Exercise passage —
- The Washington Times - Sunday, April 13, 2008



Wind turbines banned from state land

Gov. Martin O’Malley yesterday said his administration will not allow commercial wind turbines on state land, ending a heated four-month debate.

Mr. O’Malley, a Democrat, said it was important to pursue renewable energy in Maryland, but he said he would not do it at the expense of special lands the state holds in the public trust.

Mr. O’Malley spoke at a scenic overlook in the Savage River State Forest. Opponents had claimed that allowing 40-story windmills on state-owned land in mountainous Western Maryland would reduce its recreational value, spoil the landscape and lower property values.

The ban applies only to conservation lands owned outright by the state and managed by the Department of Natural Resources. Mr. O’Malley said it was not meant to discourage wind power development on other local, federal or privately owned land.


Woman faces life for identity theft

An Anne Arundel County woman faces the possibility of a life sentence after pleading guilty to aggravated identity theft.

Belinda M. Glock, 33, of Edgewater, admitted using a Garrett County woman’s credit cards and identification to buy jewelry and prescription painkillers in 11 states.

According to the plea, the victim lost her wallet in a grocery store in November. Shortly thereafter, someone started using her credit cards to buy jewelry.

Investigators found that Glock used the woman’s identity to get narcotic pain medication from 85 hospitals and health care providers by complaining of lower back pain and stiffness.

The victim received several hospital bills as a result.

Raw data —
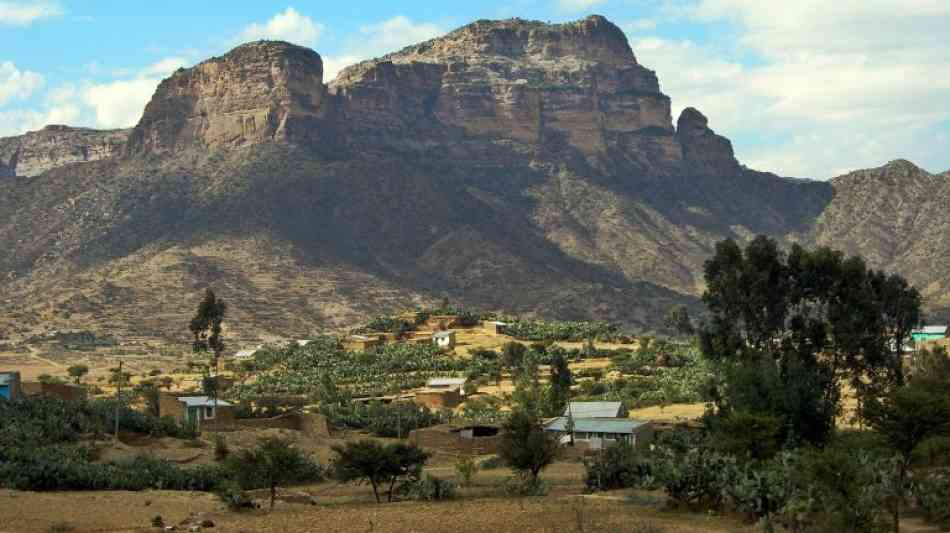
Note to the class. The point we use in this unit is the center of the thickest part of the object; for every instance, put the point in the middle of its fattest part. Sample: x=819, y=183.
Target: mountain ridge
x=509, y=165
---
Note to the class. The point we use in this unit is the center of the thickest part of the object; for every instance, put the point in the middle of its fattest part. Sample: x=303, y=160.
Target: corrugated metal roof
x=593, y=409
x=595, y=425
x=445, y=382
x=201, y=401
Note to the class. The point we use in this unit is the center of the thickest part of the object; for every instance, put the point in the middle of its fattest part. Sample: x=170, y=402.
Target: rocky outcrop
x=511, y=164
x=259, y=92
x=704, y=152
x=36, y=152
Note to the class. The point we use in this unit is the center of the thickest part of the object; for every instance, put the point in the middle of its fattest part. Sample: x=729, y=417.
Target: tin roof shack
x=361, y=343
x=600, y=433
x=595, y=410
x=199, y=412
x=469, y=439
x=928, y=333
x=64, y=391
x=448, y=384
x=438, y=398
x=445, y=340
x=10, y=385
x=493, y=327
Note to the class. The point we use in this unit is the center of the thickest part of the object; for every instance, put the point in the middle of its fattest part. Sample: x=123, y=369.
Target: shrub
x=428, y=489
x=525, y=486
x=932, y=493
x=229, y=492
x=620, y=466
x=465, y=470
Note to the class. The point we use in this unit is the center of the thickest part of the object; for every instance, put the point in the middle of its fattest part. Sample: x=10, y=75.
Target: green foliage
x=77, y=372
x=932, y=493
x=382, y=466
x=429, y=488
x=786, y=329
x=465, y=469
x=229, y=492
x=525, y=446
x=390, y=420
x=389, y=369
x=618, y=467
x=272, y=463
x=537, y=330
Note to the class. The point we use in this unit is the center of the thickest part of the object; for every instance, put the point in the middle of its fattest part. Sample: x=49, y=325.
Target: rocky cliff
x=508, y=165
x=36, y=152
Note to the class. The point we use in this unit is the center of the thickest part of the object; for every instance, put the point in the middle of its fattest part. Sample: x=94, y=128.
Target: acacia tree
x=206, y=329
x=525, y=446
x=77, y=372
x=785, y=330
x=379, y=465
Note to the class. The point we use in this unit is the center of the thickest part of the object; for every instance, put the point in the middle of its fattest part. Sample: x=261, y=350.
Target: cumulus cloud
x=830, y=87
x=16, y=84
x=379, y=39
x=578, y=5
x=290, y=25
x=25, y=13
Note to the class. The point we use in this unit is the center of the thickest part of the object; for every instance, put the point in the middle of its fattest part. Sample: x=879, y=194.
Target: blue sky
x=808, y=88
* * *
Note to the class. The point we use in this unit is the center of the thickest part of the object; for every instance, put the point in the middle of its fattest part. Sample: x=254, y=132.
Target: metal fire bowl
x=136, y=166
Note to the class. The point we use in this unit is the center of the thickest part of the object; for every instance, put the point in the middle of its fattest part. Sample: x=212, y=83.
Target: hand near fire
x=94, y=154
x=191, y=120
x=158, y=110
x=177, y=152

What to produce —
Rewrite the news briefs starting with "Wind turbines banned" and going on through "heated four-month debate.", with "generators" in place of "turbines".

Problem solution —
Wind generators banned from state land

Gov. Martin O’Malley yesterday said his administration will not allow commercial wind generators on state land, ending a heated four-month debate.